▶ [Supplied data]:
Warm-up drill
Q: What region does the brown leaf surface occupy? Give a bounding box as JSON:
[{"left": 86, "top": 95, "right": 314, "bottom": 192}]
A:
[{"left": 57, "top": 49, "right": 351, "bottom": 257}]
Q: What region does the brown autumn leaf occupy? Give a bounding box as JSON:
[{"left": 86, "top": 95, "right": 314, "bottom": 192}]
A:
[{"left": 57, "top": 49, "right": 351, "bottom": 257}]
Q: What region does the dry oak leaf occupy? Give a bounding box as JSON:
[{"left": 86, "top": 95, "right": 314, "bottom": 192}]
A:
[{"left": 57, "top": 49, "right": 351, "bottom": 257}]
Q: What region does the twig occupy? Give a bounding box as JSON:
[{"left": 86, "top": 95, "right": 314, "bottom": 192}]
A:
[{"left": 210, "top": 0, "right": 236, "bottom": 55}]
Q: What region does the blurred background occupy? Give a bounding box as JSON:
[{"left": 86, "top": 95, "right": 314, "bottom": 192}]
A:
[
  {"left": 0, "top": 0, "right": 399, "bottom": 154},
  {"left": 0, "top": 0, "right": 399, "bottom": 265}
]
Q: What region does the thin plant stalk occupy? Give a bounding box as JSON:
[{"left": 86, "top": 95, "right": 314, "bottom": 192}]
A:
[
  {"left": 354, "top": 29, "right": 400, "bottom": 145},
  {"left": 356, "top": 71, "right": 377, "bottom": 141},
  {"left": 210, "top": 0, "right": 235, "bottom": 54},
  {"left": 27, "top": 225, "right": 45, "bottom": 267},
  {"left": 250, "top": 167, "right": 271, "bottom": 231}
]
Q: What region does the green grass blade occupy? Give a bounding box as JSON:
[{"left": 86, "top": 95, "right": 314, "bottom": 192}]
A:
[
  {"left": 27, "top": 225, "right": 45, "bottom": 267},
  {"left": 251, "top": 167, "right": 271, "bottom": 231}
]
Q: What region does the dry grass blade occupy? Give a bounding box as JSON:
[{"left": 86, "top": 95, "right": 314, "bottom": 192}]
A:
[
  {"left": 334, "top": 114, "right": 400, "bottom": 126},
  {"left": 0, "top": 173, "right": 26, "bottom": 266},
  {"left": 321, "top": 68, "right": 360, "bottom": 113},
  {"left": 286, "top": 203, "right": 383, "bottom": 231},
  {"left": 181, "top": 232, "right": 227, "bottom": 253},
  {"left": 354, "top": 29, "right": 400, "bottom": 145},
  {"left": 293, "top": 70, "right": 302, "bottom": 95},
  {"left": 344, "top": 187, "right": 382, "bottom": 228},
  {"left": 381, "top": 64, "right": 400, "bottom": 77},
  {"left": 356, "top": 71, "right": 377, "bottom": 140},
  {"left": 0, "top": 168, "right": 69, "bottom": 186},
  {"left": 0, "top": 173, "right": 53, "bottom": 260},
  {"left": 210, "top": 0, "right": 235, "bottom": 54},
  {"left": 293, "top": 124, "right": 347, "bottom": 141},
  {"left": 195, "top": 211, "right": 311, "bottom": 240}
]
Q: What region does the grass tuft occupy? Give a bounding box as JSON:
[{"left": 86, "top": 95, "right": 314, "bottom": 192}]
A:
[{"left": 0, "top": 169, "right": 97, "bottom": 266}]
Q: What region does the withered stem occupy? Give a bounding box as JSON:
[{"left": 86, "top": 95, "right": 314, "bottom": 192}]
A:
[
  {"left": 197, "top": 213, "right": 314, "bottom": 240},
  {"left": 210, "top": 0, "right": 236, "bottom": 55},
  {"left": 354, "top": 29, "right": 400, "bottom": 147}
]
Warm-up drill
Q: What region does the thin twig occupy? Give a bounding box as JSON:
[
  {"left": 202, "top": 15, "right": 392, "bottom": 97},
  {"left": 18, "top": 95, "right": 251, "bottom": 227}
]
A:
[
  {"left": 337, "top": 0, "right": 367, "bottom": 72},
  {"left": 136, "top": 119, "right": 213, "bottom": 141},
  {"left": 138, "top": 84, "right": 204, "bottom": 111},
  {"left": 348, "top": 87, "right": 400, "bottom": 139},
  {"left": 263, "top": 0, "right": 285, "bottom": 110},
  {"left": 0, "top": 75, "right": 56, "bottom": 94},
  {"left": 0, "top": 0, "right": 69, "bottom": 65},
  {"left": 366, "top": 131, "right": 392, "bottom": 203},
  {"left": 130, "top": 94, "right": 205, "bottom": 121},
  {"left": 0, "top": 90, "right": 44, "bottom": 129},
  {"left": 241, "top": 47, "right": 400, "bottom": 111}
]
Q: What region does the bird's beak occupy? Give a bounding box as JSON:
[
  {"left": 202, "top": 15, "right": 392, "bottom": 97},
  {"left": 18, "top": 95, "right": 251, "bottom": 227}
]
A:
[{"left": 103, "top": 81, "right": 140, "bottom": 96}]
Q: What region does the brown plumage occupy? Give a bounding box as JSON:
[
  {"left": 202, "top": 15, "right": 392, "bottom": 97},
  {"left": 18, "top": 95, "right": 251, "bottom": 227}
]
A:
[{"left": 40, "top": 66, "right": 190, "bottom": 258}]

▶ [What to do]:
Reproduce exactly, and only, the lines from the start of the entries through the one that contains "Q: What region does the dry grass".

▶ [Solution for this exercise]:
Warm-up drill
Q: What region does the brown leaf surface occupy? Give a bounding box as JSON:
[{"left": 86, "top": 95, "right": 314, "bottom": 192}]
A:
[{"left": 57, "top": 49, "right": 351, "bottom": 257}]
Q: What region does the brown autumn leaf occupy? Give a bounding box as JSON:
[{"left": 86, "top": 95, "right": 314, "bottom": 192}]
A:
[{"left": 57, "top": 49, "right": 351, "bottom": 257}]
Q: What region does the dry oak leaf occupy? Give a bounding box as JSON:
[{"left": 86, "top": 95, "right": 314, "bottom": 192}]
A:
[{"left": 57, "top": 49, "right": 351, "bottom": 257}]
Q: What region does the twig occupy? Give a bounding box as JSON:
[{"left": 86, "top": 95, "right": 314, "bottom": 192}]
A:
[{"left": 210, "top": 0, "right": 236, "bottom": 55}]
Q: What region does the blurred background occupy? Give a bounding box as JSON:
[{"left": 86, "top": 95, "right": 314, "bottom": 192}]
A:
[
  {"left": 0, "top": 0, "right": 399, "bottom": 154},
  {"left": 0, "top": 0, "right": 399, "bottom": 265}
]
Q: What region does the thin plant stalk occupy? Give a bounding box as JSON:
[{"left": 86, "top": 95, "right": 314, "bottom": 192}]
A:
[
  {"left": 354, "top": 29, "right": 400, "bottom": 145},
  {"left": 356, "top": 71, "right": 377, "bottom": 141},
  {"left": 210, "top": 0, "right": 235, "bottom": 54},
  {"left": 27, "top": 225, "right": 45, "bottom": 267},
  {"left": 250, "top": 167, "right": 271, "bottom": 231}
]
Q: What region does the green grass blade occupy? Give a bounding box as JSON:
[{"left": 86, "top": 95, "right": 314, "bottom": 192}]
A:
[
  {"left": 27, "top": 225, "right": 45, "bottom": 267},
  {"left": 251, "top": 167, "right": 271, "bottom": 231}
]
Q: What region does the dry grass blade occupy? Give a bounding box as JSON:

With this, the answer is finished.